Items from a data source:
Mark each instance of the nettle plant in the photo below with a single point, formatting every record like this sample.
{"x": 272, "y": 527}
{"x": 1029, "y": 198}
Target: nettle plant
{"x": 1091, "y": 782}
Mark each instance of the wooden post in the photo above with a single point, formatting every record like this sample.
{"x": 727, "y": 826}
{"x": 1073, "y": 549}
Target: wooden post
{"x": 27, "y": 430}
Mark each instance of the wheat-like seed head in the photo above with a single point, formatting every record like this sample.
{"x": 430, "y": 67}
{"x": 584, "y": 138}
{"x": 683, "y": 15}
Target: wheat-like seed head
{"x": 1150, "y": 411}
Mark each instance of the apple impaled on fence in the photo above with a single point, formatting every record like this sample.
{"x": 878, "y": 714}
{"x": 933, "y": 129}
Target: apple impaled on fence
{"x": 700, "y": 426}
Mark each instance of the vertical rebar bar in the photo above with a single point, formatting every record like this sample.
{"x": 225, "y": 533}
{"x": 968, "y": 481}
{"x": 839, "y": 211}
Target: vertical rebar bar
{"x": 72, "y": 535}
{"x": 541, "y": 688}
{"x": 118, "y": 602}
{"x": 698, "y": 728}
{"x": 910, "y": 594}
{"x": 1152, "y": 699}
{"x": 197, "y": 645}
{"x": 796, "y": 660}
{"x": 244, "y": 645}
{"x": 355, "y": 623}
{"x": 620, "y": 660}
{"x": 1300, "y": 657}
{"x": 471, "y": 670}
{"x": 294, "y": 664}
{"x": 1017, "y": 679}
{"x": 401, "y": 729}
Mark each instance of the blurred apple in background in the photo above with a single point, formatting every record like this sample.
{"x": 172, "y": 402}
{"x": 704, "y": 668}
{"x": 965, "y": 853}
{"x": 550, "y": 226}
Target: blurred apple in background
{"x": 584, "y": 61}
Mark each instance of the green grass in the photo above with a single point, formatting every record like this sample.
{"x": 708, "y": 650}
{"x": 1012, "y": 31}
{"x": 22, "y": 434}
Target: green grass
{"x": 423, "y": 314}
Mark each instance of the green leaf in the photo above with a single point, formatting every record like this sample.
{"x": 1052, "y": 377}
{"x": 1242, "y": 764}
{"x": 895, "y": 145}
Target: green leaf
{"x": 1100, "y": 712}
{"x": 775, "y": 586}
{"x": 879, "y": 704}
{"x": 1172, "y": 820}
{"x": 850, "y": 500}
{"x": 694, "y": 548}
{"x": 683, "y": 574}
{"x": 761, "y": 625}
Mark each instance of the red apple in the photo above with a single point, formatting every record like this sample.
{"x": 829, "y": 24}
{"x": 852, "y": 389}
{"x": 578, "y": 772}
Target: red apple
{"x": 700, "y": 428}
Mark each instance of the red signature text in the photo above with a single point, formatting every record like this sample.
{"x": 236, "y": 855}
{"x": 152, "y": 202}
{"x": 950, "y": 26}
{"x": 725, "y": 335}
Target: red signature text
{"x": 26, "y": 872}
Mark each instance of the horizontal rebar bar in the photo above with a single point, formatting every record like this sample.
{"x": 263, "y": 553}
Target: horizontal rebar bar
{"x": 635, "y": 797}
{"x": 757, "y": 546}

Task | Reproduce the entries above in full, verbatim.

The answer |
Mark each instance of the nettle plant in the photo below with a single point, formatting every record like this sample.
{"x": 272, "y": 527}
{"x": 1029, "y": 198}
Target: nettle plant
{"x": 1091, "y": 782}
Mark each instance of the wooden post in the photo above with a single point, formatting every record like this sample.
{"x": 727, "y": 826}
{"x": 1073, "y": 549}
Target: wooden post
{"x": 27, "y": 430}
Mark each instance of the wheat-like seed head in the photo above with a single point, formatting every record like this sample.
{"x": 430, "y": 67}
{"x": 584, "y": 138}
{"x": 683, "y": 15}
Target: wheat-like seed head
{"x": 1150, "y": 411}
Mark each instance of the apple impaled on fence in the photo above with a single point, formatting every record like this sample.
{"x": 878, "y": 714}
{"x": 933, "y": 129}
Target: apple impaled on fence
{"x": 700, "y": 426}
Mark each instance of the vertical rebar bar in the photo above with a single point, formatting every record like this sample.
{"x": 225, "y": 533}
{"x": 968, "y": 481}
{"x": 839, "y": 211}
Target: vertical rebar bar
{"x": 72, "y": 535}
{"x": 541, "y": 688}
{"x": 118, "y": 602}
{"x": 698, "y": 728}
{"x": 910, "y": 594}
{"x": 1152, "y": 699}
{"x": 197, "y": 645}
{"x": 796, "y": 660}
{"x": 244, "y": 645}
{"x": 355, "y": 623}
{"x": 620, "y": 660}
{"x": 1300, "y": 657}
{"x": 471, "y": 670}
{"x": 294, "y": 664}
{"x": 1017, "y": 679}
{"x": 401, "y": 729}
Mark each instance of the blurred apple in background in the photo above with a single point, formatting every record like this sample.
{"x": 172, "y": 402}
{"x": 704, "y": 668}
{"x": 965, "y": 853}
{"x": 550, "y": 226}
Target: blurred apple in background
{"x": 584, "y": 61}
Mark each instance of the green grass in the photo above with a single point, formatting every record like this sample.
{"x": 708, "y": 650}
{"x": 1012, "y": 31}
{"x": 22, "y": 434}
Target: green grass
{"x": 423, "y": 314}
Mark each instance of the green leaf in the photo above with a single point, formatting every record like this sample.
{"x": 1052, "y": 377}
{"x": 1242, "y": 764}
{"x": 895, "y": 145}
Target: green leaf
{"x": 1100, "y": 712}
{"x": 775, "y": 586}
{"x": 879, "y": 704}
{"x": 1172, "y": 820}
{"x": 850, "y": 500}
{"x": 694, "y": 548}
{"x": 683, "y": 574}
{"x": 761, "y": 625}
Mark each instance of the red apple in the photo above with a single point, formatting every record like this sample.
{"x": 829, "y": 24}
{"x": 852, "y": 389}
{"x": 578, "y": 772}
Target: red apple
{"x": 700, "y": 428}
Mark each instance of the red signature text in the photo above with a single point, formatting every record like this sample.
{"x": 236, "y": 855}
{"x": 152, "y": 202}
{"x": 950, "y": 26}
{"x": 725, "y": 335}
Target: red signature text
{"x": 26, "y": 872}
Mark each instance of the horizontal rebar bar in the photo above with a single point, formatting every record like this sample.
{"x": 263, "y": 553}
Target: horizontal rebar bar
{"x": 635, "y": 797}
{"x": 757, "y": 546}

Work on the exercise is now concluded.